▶ **PROVIDED PASSAGE**:
WESTBURY, N.Y. - Workers at one of the nation's busiest air traffic control centers have found a novel way to keep their radar screens working and 6,000 planes flying each day.

Cheap, household fans blow cooling air on the more troublesome of the aging, 22-inch radar displays.

If the out-of-date electronics get too hot, the screens can fail and threaten to interrupt or delay flights at New York's three major airports.

The units are so old that replacement parts are no longer made. Maintenance workers must scavenge for backup electronics. And a replacement system isn't due to be installed until sometime in 2000.

So far, the deteriorating equipment has not slowed traffic significantly or created a hazard. The Federal Aviation Administration (FAA) says it can ensure that breakdowns don't worsen substantially.

But FAA officials, controllers and maintenance workers all acknowledge that upgrades are long overdue for the radar displays, which are the key instruments that keep planes safely apart.

Because New York-area airports handle nearly one of 20 of the nation's commercial flights each day, delays here could cause enormous ripples in airports across the country.

''This is not a joke. This is not Chicken Little,'' says Brian Fallon, safety representative at the New York center for the National Air Traffic Controllers Association. ''This is some real serious stuff. It's really been by the grace of God that we haven't been confronted yet by a real catastrophic breakdown.''

Concern about aging equipment is nearly universal throughout the nation's air traffic control system. Much of the system functions on equipment that was designed and built decades ago. The FAA is embarking on a massive top-to-bottom overhaul, but with few exceptions, improvements have been slow in coming.

If the air traffic control system is in dire need of improvement nationwide, it is especially critical in New York.

Air traffic controllers here direct more than 2 million flights a year, most of them using Kennedy, LaGuardia and the Newark, N.J., airports. Taken together, flights at the three airports total significantly more than any single airport or metropolitan area in the country. Yet New York's radar displays are unlike units found anywhere else in the nation. They were introduced as test models in 1987, then improved and redesigned before they were placed in other air traffic control centers. However, the originals remained in use here.

▶ **EXERCISE DESCRIPTION**:
Reproduce the portion of the article on New York's aging radar displays starting at "But FAA officials, controllers" and ending at "across the country.".

▶ **RAW DATA**:
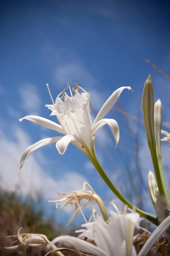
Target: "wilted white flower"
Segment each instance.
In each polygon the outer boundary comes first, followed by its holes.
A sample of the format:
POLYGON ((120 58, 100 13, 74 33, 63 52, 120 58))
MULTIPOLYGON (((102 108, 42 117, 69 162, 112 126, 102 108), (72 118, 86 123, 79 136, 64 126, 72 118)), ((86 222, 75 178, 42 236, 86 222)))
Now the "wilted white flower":
POLYGON ((30 246, 31 247, 36 247, 40 246, 42 244, 49 243, 49 241, 47 237, 45 235, 40 235, 40 234, 30 234, 25 233, 21 234, 20 231, 22 227, 20 227, 17 232, 17 235, 16 236, 9 236, 7 237, 17 237, 18 240, 15 242, 19 241, 20 244, 10 246, 9 247, 5 247, 6 249, 17 249, 21 247, 27 247, 30 246))
MULTIPOLYGON (((79 238, 71 236, 61 236, 51 242, 70 244, 77 250, 96 256, 137 256, 133 244, 133 237, 135 227, 139 227, 141 220, 138 213, 122 215, 111 212, 109 222, 105 223, 99 216, 94 221, 82 225, 86 229, 78 230, 85 236, 94 241, 96 245, 79 238)), ((158 239, 170 226, 170 216, 158 226, 150 235, 138 254, 145 256, 158 239)))
POLYGON ((82 189, 72 191, 64 194, 58 192, 58 194, 60 196, 63 198, 59 200, 49 201, 48 202, 57 202, 56 208, 57 208, 58 205, 61 202, 66 200, 66 201, 60 209, 60 211, 68 204, 75 206, 75 211, 68 224, 68 227, 70 226, 73 220, 74 219, 79 212, 80 209, 84 208, 94 200, 95 200, 98 204, 105 221, 106 221, 108 220, 108 217, 106 209, 102 201, 87 182, 85 182, 83 183, 83 188, 82 189), (86 190, 85 186, 87 186, 90 190, 86 190), (86 199, 88 201, 81 206, 81 201, 83 199, 86 199))
POLYGON ((141 218, 133 211, 127 213, 127 207, 121 214, 111 211, 107 222, 99 215, 94 215, 94 221, 82 225, 84 228, 76 231, 81 233, 79 237, 93 240, 96 246, 78 238, 69 236, 59 236, 51 242, 69 242, 79 250, 99 256, 136 256, 132 241, 136 227, 139 227, 141 218))
MULTIPOLYGON (((25 250, 29 247, 37 247, 40 246, 42 244, 49 244, 49 247, 53 249, 57 249, 57 247, 52 244, 48 239, 47 237, 45 235, 40 234, 31 234, 29 233, 25 233, 21 234, 20 231, 22 227, 20 227, 16 236, 9 236, 7 238, 17 238, 17 240, 12 242, 11 244, 15 243, 20 243, 19 244, 13 245, 12 246, 5 247, 7 249, 15 249, 25 247, 25 250)), ((26 250, 25 250, 25 252, 26 250)), ((57 252, 56 254, 58 256, 64 256, 63 254, 60 251, 57 252)), ((25 254, 24 254, 25 255, 25 254)))
POLYGON ((104 103, 98 113, 93 124, 92 123, 90 109, 90 94, 76 83, 76 90, 73 88, 74 96, 68 85, 71 96, 65 92, 65 89, 57 96, 55 102, 53 101, 48 84, 52 105, 45 105, 52 111, 51 115, 56 116, 60 125, 45 118, 36 116, 27 116, 21 118, 21 122, 27 119, 31 122, 61 133, 63 137, 52 137, 42 140, 28 147, 25 151, 20 160, 22 167, 26 158, 34 151, 45 145, 56 143, 56 148, 61 155, 67 149, 69 143, 77 147, 89 158, 93 157, 94 153, 94 137, 96 131, 102 126, 108 124, 116 140, 117 145, 119 138, 118 124, 113 119, 103 119, 117 101, 124 89, 132 90, 128 86, 119 88, 115 91, 104 103), (80 93, 79 89, 83 93, 80 93), (61 97, 60 97, 61 96, 61 97))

▶ **RESULT BELOW**:
But FAA officials, controllers and maintenance workers all acknowledge that upgrades are long overdue for the radar displays, which are the key instruments that keep planes safely apart.

Because New York-area airports handle nearly one of 20 of the nation's commercial flights each day, delays here could cause enormous ripples in airports across the country.